* _Your instructions_
A complete, exact copy of the data is the required answer.

-- Data under study follows --

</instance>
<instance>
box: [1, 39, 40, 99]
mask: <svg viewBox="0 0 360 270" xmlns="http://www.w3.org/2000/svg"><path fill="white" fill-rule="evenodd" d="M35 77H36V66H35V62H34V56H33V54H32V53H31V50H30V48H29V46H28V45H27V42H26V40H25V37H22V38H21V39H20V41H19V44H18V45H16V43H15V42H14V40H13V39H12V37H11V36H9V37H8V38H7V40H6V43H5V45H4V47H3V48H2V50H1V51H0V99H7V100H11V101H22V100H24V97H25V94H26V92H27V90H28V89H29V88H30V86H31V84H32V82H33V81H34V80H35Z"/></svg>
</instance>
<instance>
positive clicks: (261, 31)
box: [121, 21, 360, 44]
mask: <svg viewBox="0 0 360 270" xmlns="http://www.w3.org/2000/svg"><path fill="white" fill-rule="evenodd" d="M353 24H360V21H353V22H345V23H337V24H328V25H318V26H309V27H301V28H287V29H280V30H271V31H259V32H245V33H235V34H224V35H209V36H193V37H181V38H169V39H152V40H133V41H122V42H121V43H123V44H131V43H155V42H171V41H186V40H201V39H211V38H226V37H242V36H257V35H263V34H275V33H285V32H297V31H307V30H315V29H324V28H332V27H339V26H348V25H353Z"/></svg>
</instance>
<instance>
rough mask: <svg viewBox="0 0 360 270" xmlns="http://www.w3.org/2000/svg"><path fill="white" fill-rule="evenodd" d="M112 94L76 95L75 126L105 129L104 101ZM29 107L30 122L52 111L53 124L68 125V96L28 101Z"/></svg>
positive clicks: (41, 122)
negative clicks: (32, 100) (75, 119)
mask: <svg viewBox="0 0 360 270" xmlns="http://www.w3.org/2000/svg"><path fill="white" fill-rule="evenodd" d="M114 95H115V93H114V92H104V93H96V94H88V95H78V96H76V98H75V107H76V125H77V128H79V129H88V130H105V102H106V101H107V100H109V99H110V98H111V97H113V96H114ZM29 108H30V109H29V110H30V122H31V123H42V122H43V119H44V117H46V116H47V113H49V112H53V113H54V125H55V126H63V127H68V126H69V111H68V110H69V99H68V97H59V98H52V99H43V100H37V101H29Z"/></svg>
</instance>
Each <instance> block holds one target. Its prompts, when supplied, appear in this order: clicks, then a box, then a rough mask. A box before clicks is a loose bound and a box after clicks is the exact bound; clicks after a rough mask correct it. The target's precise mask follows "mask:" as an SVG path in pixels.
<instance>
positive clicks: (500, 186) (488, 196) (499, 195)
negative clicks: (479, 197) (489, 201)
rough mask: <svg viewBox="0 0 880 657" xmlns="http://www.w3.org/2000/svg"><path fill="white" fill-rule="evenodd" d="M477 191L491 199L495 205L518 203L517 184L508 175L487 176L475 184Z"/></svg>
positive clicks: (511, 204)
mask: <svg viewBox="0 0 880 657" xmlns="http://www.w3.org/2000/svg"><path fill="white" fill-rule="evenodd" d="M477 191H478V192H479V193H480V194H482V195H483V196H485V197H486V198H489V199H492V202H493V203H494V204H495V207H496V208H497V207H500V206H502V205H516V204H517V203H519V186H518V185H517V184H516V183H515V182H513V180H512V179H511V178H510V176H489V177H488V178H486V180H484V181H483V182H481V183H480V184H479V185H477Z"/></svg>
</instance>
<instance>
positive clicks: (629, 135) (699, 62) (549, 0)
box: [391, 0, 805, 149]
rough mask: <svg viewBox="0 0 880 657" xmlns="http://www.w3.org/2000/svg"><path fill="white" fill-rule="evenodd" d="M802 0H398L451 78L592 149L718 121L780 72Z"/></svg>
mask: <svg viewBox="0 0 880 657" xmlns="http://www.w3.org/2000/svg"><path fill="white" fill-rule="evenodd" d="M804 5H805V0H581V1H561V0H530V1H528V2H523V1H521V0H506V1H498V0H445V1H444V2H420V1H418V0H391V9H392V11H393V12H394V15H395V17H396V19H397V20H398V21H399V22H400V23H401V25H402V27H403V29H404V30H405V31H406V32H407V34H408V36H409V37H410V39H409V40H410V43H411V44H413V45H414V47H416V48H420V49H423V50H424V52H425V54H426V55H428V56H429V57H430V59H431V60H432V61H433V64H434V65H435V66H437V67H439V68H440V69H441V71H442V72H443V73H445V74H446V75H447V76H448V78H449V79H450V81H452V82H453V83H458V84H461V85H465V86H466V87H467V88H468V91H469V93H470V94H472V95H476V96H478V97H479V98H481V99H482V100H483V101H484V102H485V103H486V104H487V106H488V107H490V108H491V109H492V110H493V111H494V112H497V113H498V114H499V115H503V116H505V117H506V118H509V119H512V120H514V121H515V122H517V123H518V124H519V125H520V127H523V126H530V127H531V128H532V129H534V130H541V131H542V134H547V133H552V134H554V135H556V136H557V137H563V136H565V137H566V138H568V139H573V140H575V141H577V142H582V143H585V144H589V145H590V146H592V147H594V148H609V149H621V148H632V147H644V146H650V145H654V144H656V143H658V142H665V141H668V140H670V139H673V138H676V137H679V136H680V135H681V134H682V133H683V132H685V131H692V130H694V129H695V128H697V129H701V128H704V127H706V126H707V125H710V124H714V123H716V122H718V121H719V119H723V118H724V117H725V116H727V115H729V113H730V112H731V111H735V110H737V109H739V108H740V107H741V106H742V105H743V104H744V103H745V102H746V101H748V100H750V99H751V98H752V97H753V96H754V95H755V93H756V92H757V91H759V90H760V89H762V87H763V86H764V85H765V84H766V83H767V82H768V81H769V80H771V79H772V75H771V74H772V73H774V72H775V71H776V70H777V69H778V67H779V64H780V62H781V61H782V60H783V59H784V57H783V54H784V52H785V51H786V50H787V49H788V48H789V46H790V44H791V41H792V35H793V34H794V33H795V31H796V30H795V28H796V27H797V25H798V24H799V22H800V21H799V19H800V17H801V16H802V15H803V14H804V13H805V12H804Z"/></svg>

-- Data under study concluded --

* _Expected output_
</instance>
<instance>
box: [1, 39, 40, 99]
mask: <svg viewBox="0 0 360 270" xmlns="http://www.w3.org/2000/svg"><path fill="white" fill-rule="evenodd" d="M35 77H36V66H35V62H34V56H33V54H32V53H31V50H30V48H29V46H28V45H27V42H26V40H25V37H22V38H21V39H20V41H19V44H18V45H16V43H15V42H14V40H13V39H12V37H11V36H9V37H8V38H7V40H6V43H5V45H4V47H3V48H2V50H1V51H0V99H7V100H11V101H22V100H24V97H25V94H26V92H27V90H28V89H29V88H30V86H31V84H32V82H33V81H34V80H35Z"/></svg>
</instance>
<instance>
positive clicks: (261, 31)
box: [121, 21, 360, 44]
mask: <svg viewBox="0 0 360 270" xmlns="http://www.w3.org/2000/svg"><path fill="white" fill-rule="evenodd" d="M353 24H360V21H353V22H345V23H337V24H328V25H318V26H309V27H301V28H287V29H280V30H271V31H259V32H245V33H235V34H224V35H209V36H193V37H181V38H169V39H152V40H133V41H122V42H121V43H123V44H131V43H155V42H171V41H186V40H201V39H211V38H226V37H242V36H257V35H263V34H275V33H285V32H297V31H307V30H315V29H324V28H332V27H339V26H348V25H353Z"/></svg>
</instance>
<instance>
rough mask: <svg viewBox="0 0 360 270" xmlns="http://www.w3.org/2000/svg"><path fill="white" fill-rule="evenodd" d="M112 94L76 95L75 126L105 129L104 101ZM29 107L30 122L52 111L53 124L68 125V96L28 101Z"/></svg>
positive clicks: (41, 122)
negative clicks: (32, 100) (75, 119)
mask: <svg viewBox="0 0 360 270" xmlns="http://www.w3.org/2000/svg"><path fill="white" fill-rule="evenodd" d="M114 95H115V93H114V92H104V93H96V94H88V95H78V96H76V98H75V107H76V125H77V128H79V129H88V130H105V102H106V101H107V100H109V99H110V98H111V97H113V96H114ZM29 108H30V109H29V110H30V122H31V123H42V122H43V119H44V117H46V116H47V113H49V112H53V113H54V125H55V126H63V127H68V126H69V111H68V110H69V99H68V97H59V98H52V99H43V100H37V101H29Z"/></svg>
</instance>
Each <instance> block holds one target. Its prompts, when supplied, appear in this order: clicks, then a box, then a rough mask. A box before clicks is a loose bound and a box after clicks is the exact bound; clicks after a rough mask correct it. The target's precise mask follows "mask:" as an SVG path in pixels.
<instance>
positive clicks: (500, 186) (488, 196) (499, 195)
negative clicks: (479, 197) (489, 201)
rough mask: <svg viewBox="0 0 880 657" xmlns="http://www.w3.org/2000/svg"><path fill="white" fill-rule="evenodd" d="M477 191L491 199L495 205L518 203L517 184L508 175L487 176L475 184Z"/></svg>
positive clicks: (511, 204)
mask: <svg viewBox="0 0 880 657" xmlns="http://www.w3.org/2000/svg"><path fill="white" fill-rule="evenodd" d="M477 191H478V192H479V193H480V194H482V195H483V196H485V197H486V198H489V199H492V202H493V203H494V204H495V207H496V208H497V207H500V206H502V205H516V204H517V203H519V186H518V185H517V184H516V183H515V182H513V180H512V179H511V178H510V176H489V177H488V178H486V180H484V181H483V182H481V183H480V184H479V185H477Z"/></svg>
</instance>
<instance>
positive clicks: (629, 135) (699, 62) (549, 0)
box: [391, 0, 805, 149]
rough mask: <svg viewBox="0 0 880 657" xmlns="http://www.w3.org/2000/svg"><path fill="white" fill-rule="evenodd" d="M802 0H398L451 78L592 149L718 121L780 72Z"/></svg>
mask: <svg viewBox="0 0 880 657" xmlns="http://www.w3.org/2000/svg"><path fill="white" fill-rule="evenodd" d="M804 5H805V0H581V1H561V0H530V1H528V2H523V1H521V0H506V1H498V0H445V1H444V2H420V1H418V0H391V9H392V11H393V12H394V15H395V17H396V19H397V20H398V21H399V22H400V23H401V25H402V27H403V29H404V30H405V31H406V32H407V34H408V36H409V37H410V39H409V40H410V43H411V44H413V45H414V47H416V48H420V49H423V50H424V52H425V54H426V55H428V56H429V57H430V59H431V60H432V61H433V64H434V65H435V66H437V67H439V68H440V69H441V71H442V72H443V73H445V74H446V75H447V76H448V78H449V79H450V81H452V82H453V83H458V84H461V85H465V86H466V87H467V88H468V91H469V93H470V94H472V95H476V96H478V97H479V98H481V99H482V100H483V101H484V102H485V103H486V104H487V106H488V107H490V108H491V109H492V110H493V111H494V112H497V113H498V114H499V115H503V116H505V117H506V118H509V119H512V120H514V121H515V122H517V123H518V124H519V125H520V127H523V126H530V127H531V128H532V129H534V130H541V131H542V134H547V133H552V134H554V135H556V136H557V137H563V136H565V137H566V138H568V139H573V140H575V141H577V142H582V143H585V144H589V145H590V146H592V147H594V148H609V149H621V148H632V147H644V146H650V145H654V144H656V143H658V142H665V141H668V140H670V139H673V138H676V137H679V136H680V135H681V134H682V133H683V132H685V131H692V130H694V129H695V128H697V129H701V128H704V127H706V126H707V125H710V124H714V123H716V122H718V121H719V119H723V118H724V117H725V116H727V115H729V113H730V112H731V111H735V110H737V109H739V108H740V107H741V106H742V105H743V104H744V103H745V102H746V101H748V100H750V99H751V98H752V97H753V96H754V95H755V93H756V92H757V91H759V90H760V89H762V87H763V86H764V85H765V84H766V83H767V82H768V81H769V80H771V79H772V75H771V74H772V73H774V72H775V71H776V70H777V69H778V67H779V64H780V62H781V61H782V60H783V59H784V57H783V54H784V52H785V51H786V50H787V49H788V48H789V46H790V44H791V41H792V35H793V34H794V33H795V31H796V30H795V28H796V27H797V25H798V24H799V22H800V21H799V19H800V17H801V16H802V15H803V14H804V13H805V12H804Z"/></svg>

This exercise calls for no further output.